## INSTRUCTIONS FOR THE TASK
The records are to be restated in their entirety, word for word.

## TASK DATA

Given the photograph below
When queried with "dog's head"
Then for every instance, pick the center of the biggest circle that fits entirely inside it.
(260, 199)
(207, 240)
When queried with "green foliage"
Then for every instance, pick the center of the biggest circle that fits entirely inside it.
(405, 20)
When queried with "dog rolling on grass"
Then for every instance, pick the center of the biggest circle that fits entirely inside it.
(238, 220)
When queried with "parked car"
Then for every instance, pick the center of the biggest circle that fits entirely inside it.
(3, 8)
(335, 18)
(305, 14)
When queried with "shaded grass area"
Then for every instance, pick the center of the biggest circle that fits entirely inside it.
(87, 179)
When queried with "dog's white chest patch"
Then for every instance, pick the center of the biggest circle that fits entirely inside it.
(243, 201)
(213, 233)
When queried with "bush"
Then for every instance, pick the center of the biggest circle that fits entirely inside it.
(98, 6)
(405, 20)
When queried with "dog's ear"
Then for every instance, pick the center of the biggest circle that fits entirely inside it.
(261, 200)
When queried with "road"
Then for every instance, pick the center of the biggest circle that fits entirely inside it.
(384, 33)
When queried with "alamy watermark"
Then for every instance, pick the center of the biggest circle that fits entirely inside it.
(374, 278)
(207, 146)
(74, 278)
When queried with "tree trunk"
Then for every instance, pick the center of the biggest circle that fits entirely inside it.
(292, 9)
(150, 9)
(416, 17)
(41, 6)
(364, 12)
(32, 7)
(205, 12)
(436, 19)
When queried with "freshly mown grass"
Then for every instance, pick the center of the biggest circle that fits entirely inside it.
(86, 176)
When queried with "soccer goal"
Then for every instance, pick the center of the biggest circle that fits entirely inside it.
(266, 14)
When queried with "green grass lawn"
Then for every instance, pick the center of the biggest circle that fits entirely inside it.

## TASK ANSWER
Given the photograph below
When queried with "dog's head"
Then for every instance, pick the center of the biggest circle that fits entirely inside it.
(260, 199)
(207, 240)
When queried with "green foliage"
Then for every instance, pick the center of the biggest circle that fits entirely inside it.
(405, 20)
When queried with "dog rolling on grass"
Then for every instance, pick the center of the biggest circle that fits entirely inside it.
(238, 220)
When queried with "parked car"
Then for every instance, pick the center of the biggest circle that fits entirely inside it.
(3, 8)
(335, 18)
(305, 14)
When queried with "shaded grass area"
Then for every instance, pick the center of the biggest circle that fits entirely inside it.
(87, 179)
When queried with "dog's white chest patch"
Then for every instance, pick the center of the biggest circle that fits entirely inside it.
(243, 201)
(213, 233)
When queried with "bush"
Then for every instance, pick the center of the biggest circle that fits entirely inside it.
(98, 6)
(405, 20)
When queried with "dog's ear"
Then for every instance, pick the center of the biggest circle that fits entirely inside it.
(261, 200)
When queried with "road"
Then for every instance, pick the center of the biggest circle that fits entirely inside it.
(384, 33)
When queried with "alamy watermark"
Then for every instance, pick the center of the biggest circle that fits entirely inside it.
(374, 278)
(207, 146)
(74, 278)
When queried with "tree trunk"
Then for every instance, pick the center of the biggest circle that fits entirely inside it.
(292, 9)
(150, 9)
(416, 17)
(41, 6)
(364, 12)
(32, 7)
(205, 12)
(436, 19)
When queried with "freshly mown grass"
Then for every instance, pick the center of the biggest circle that fits entirely inside it.
(86, 176)
When queried with "soccer goal"
Then for every instance, pick the center of the biggest circle that fits entirely inside it.
(266, 14)
When queried with "green grass lawn"
Then for every instance, pick the center of the biggest circle that fits entirely inside it.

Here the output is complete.